▶ _Exercise materials_
— START —

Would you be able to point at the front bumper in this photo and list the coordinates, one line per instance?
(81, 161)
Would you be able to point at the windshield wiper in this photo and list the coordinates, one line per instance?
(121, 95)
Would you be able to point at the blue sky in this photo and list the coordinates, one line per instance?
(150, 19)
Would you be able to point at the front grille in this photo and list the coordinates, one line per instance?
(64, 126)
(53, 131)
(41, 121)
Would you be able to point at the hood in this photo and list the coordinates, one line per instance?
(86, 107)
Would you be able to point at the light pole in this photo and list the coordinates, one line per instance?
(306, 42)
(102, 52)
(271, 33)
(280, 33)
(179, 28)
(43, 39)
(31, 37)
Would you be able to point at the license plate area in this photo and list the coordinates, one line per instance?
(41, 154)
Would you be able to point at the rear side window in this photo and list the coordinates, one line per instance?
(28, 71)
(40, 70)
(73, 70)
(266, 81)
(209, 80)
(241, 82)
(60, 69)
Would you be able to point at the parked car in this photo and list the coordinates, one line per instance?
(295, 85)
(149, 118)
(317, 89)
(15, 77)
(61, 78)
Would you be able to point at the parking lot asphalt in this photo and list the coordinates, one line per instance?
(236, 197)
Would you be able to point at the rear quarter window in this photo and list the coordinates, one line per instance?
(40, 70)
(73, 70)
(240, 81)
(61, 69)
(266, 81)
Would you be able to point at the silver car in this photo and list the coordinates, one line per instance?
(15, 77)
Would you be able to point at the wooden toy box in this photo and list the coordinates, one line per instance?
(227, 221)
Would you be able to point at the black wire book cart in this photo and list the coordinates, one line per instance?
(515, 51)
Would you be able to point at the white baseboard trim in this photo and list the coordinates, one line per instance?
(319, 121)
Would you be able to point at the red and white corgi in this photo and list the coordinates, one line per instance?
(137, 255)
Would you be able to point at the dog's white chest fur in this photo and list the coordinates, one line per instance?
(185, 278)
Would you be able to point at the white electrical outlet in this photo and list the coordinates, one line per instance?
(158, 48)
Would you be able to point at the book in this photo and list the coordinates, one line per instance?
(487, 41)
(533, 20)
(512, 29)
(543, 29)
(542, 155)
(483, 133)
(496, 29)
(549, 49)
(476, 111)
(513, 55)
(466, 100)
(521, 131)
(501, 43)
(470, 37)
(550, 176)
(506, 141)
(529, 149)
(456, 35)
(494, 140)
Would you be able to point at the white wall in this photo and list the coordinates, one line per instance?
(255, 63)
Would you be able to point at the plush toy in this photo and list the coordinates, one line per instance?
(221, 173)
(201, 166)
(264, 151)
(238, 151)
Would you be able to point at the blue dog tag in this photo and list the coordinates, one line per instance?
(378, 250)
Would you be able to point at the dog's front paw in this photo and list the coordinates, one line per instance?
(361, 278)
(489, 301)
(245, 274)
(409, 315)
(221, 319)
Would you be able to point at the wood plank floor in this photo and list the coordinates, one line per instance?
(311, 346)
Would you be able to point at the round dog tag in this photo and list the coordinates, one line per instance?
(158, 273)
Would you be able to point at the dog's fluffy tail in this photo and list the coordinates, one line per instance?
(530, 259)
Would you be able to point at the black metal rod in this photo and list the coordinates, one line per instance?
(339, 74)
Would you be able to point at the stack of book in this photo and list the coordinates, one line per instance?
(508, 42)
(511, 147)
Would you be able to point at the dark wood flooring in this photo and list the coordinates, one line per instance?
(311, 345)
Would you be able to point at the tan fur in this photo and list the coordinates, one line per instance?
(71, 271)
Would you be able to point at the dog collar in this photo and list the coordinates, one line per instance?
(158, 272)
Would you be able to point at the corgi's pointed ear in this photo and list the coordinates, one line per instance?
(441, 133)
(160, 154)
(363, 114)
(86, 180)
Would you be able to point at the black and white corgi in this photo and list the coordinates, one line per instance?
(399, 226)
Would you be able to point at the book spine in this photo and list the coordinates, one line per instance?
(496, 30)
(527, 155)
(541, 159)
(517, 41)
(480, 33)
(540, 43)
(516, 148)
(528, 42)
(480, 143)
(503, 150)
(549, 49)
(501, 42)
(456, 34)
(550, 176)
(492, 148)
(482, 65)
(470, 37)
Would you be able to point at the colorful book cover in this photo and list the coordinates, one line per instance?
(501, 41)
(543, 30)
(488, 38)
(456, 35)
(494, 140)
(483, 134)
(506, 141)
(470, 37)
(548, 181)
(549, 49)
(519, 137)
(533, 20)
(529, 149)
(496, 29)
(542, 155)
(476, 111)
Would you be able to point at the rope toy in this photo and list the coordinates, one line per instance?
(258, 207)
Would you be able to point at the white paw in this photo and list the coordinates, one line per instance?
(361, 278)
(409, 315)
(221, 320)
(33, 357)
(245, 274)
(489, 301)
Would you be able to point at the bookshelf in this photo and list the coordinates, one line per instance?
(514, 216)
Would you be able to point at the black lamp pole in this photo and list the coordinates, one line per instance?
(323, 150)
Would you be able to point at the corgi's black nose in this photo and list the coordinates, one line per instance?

— END —

▶ _Exercise prompt_
Repeat the entries above exactly, leaving nothing out.

▶ _Solved exercise_
Would you be able to point at the front bumper in this photo and list the coordinates, one line per instance?
(81, 161)
Would you be able to point at the windshield wiper in this photo and list the coordinates, one line per instance?
(121, 95)
Would you be able to point at the blue sky in this photo and list the coordinates, one line per instance?
(150, 19)
Would you be able to point at the front grille in this photo and list the coordinates, one line per instance?
(64, 126)
(53, 131)
(41, 121)
Would you be able to point at the hood in this photo and list the coordinates, one line per instance?
(86, 107)
Would you be able to point at the light pole in this photo and list the coordinates, one line per instance?
(306, 42)
(102, 52)
(271, 33)
(280, 33)
(179, 28)
(43, 39)
(31, 37)
Would you be able to point at the license plate area in this photo and list the coordinates, one line per instance?
(41, 154)
Would you be able to point at the rear side window in this photo and list the coordinates, one line per instance?
(28, 71)
(40, 70)
(73, 70)
(266, 81)
(209, 80)
(241, 82)
(60, 69)
Would you be able to point at the parked car in this photo and list the coordinates, one line per instance?
(295, 85)
(149, 118)
(317, 89)
(15, 77)
(61, 78)
Would you be able to point at the parking lot asphalt in this photo and list the coordinates, one line per instance?
(236, 197)
Would you be able to point at the rear quarter window in this photo and list the coordinates, one line per instance?
(40, 70)
(73, 70)
(240, 81)
(61, 69)
(266, 81)
Would you be able to point at the silver car in this photo and list the coordinates, one line per instance?
(15, 77)
Would you be able to point at the wooden toy box in this photo and list the coordinates, one line per instance?
(227, 221)
Would you be able to point at the black wire book cart in this photo and list the coordinates, one line per instance?
(515, 51)
Would you be able to point at the white baseboard trim in this photo and list the coordinates, one line per instance?
(319, 121)
Would you be able to point at the red and white corgi in this photo and list the coordinates, one line per instance?
(137, 255)
Would you be able to point at the dog's white chest fur in this photo and list the coordinates, one line per instance?
(185, 278)
Would you be able to point at the white electrical outlet in this photo and list the coordinates, one line per instance?
(158, 48)
Would you be able to point at the book in this photo and list the coordinates, one line per instance?
(487, 41)
(533, 20)
(512, 29)
(543, 29)
(542, 155)
(483, 133)
(496, 29)
(549, 49)
(476, 111)
(513, 55)
(466, 100)
(521, 131)
(501, 43)
(470, 37)
(550, 176)
(506, 141)
(529, 149)
(456, 35)
(494, 140)
Would you be able to point at the white wall in this photo and list the coordinates, one line per instance?
(255, 63)
Would you be able to point at the plush toy in this photo and list the coordinates, one line per instance?
(221, 173)
(201, 166)
(264, 151)
(238, 151)
Would you be able to point at the blue dog tag in this photo and list the coordinates, one line per instance?
(378, 250)
Would you be able to point at the dog's front paw in this photo and list the coordinates, one line per instance?
(361, 278)
(489, 301)
(245, 274)
(409, 315)
(221, 319)
Would you be able to point at the wood plank floor in this photo and list the coordinates, one line per instance?
(311, 346)
Would you be able to point at the round dog tag in this photo and list the coordinates, one line per instance?
(158, 273)
Would you be able to point at the dog's fluffy tail in this photo and list the coordinates, one line per instance?
(530, 259)
Would you be able to point at the black metal rod in this photo and list the coordinates, one line per instance?
(339, 74)
Would you be able to point at the stack of book in this photo and list the coordinates, one line per instance?
(508, 42)
(511, 147)
Would you be able to point at the dark wood flooring in this photo and list the coordinates, one line per instance?
(311, 345)
Would you be able to point at the tan fur in this photo and list the coordinates, one line per instance?
(71, 271)
Would you be able to point at the dog collar in this photo and list the coordinates, one line per instance?
(158, 272)
Would you be able to point at the corgi's pointed ear in this photo and list the coordinates, one line per instance?
(441, 133)
(160, 154)
(363, 114)
(86, 180)
Would you be able to point at the black and white corgi in this photo and list the coordinates, one line per instance?
(399, 226)
Would you be able to point at the book spine in this photo and list the coordinates, one line per instance?
(496, 30)
(527, 155)
(541, 159)
(517, 41)
(480, 33)
(540, 43)
(516, 148)
(528, 42)
(480, 143)
(503, 150)
(549, 49)
(501, 42)
(456, 34)
(550, 176)
(492, 148)
(482, 65)
(470, 37)
Would you be able to point at the colorful book cover in this photo and list the coordinates, one line per instance?
(501, 41)
(543, 30)
(488, 38)
(456, 35)
(494, 140)
(483, 134)
(506, 141)
(470, 37)
(548, 181)
(549, 49)
(519, 137)
(533, 20)
(529, 149)
(496, 29)
(542, 155)
(476, 111)
Would you be able to point at the rope toy in this photo and list the coordinates, one line per instance?
(258, 207)
Would you be able to point at the white paw in this photo and list the coordinates, one line per instance?
(361, 278)
(409, 315)
(221, 320)
(33, 357)
(245, 274)
(489, 301)
Would you be able to point at the bookshelf in this photo and list the coordinates, one line per instance?
(514, 216)
Would you be able to point at the black lamp pole in this photo and list the coordinates, one line per instance?
(323, 150)
Would you be able to point at the corgi's black nose in this photo and list the coordinates, one line per instance?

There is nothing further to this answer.